> _WHAT IS EXPECTED_:
Transcribe the following material line by line, reproducing every character, bracket, and number without alteration.

> _INPUT DATA_:
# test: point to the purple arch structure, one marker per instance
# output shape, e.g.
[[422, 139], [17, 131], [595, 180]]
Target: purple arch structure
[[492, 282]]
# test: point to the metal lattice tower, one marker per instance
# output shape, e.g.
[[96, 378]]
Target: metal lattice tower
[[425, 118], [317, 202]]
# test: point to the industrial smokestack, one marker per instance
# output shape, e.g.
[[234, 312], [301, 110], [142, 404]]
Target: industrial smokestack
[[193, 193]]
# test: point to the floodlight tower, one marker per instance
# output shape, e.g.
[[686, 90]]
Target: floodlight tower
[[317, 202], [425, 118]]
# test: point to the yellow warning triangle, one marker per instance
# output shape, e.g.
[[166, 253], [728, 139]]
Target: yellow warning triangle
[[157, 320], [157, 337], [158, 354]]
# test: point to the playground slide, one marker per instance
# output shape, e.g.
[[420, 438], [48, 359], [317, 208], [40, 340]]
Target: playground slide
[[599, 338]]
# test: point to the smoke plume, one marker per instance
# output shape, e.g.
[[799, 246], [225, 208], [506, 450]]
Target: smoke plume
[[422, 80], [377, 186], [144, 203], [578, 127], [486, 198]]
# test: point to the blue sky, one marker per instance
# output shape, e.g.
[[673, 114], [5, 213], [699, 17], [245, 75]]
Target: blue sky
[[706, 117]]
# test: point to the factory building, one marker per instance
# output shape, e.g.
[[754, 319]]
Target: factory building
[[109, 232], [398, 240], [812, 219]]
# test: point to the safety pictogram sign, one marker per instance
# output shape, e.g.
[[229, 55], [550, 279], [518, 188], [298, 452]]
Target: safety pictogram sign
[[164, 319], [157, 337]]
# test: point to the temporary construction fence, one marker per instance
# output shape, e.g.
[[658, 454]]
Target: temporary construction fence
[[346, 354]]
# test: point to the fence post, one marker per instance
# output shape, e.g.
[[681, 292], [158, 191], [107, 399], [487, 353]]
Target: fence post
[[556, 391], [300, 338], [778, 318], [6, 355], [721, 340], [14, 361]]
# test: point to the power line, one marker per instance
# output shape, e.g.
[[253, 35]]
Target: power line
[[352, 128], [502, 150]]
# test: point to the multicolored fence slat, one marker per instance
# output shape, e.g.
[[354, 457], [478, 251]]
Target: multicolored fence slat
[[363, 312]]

> _EXERCISE OUTPUT_:
# test: point to the purple arch structure, one marker per instance
# output shape, e.g.
[[422, 139], [17, 131], [595, 180]]
Target: purple arch structure
[[492, 282]]
# test: point to the metal lattice tower, one marker per instance
# output shape, e.g.
[[96, 378]]
Target: metal lattice tower
[[425, 118], [317, 202]]
# test: point to the industrial smokestack, one marker per instance
# output shape, e.g.
[[234, 312], [301, 110], [142, 404]]
Target: industrial smokestack
[[193, 193]]
# test: point to the floodlight tower, one marker per instance
# output shape, e.g.
[[686, 90]]
Target: floodlight tower
[[317, 202], [425, 118]]
# test: point to the yellow warning triangle, one marker per instance
# output shape, e.g.
[[166, 253], [728, 139]]
Target: yellow warning triangle
[[157, 320], [157, 337], [158, 354]]
# test: point to the playground slide, one marker per instance
# output shape, e.g.
[[420, 438], [48, 359], [317, 208], [40, 340]]
Target: playground slide
[[599, 338]]
# test: point to the smoke plume, one marker per instance
# output shape, e.g.
[[799, 246], [225, 208], [506, 450]]
Target: smoke plume
[[422, 80], [377, 186], [144, 203], [578, 127], [486, 198]]
# test: point to the blue sky, one marker per instance
# output shape, e.g.
[[673, 114], [5, 213], [699, 17], [245, 75]]
Target: blue sky
[[706, 117]]
# test: point to the factory building, one marker per instance
# output shape, e.g.
[[754, 319]]
Target: factory building
[[109, 232], [398, 240], [812, 219]]
# test: point to the safety pictogram sign, one marker per instance
# output shape, e.g.
[[229, 55], [550, 279], [518, 188], [298, 452]]
Target: safety pictogram sign
[[164, 319], [157, 337]]
# test: point to the temporary construction fence, one marker per instance
# output shape, e.g.
[[658, 454]]
Target: temporary construction fence
[[346, 354]]
# test: point to the fence post, one marker per instance
# output shape, e.g.
[[681, 292], [158, 191], [107, 399], [487, 353]]
Target: fence post
[[556, 391], [300, 338], [778, 318], [6, 355], [721, 340], [14, 361]]
# test: point to the power line, one marker per instance
# output shape, e.g.
[[253, 35]]
Target: power line
[[352, 128], [502, 150]]
# test: point to the multicolored fence slat, one marker per instance
# output shape, e.g.
[[354, 457], [478, 251]]
Target: multicolored fence slat
[[363, 312]]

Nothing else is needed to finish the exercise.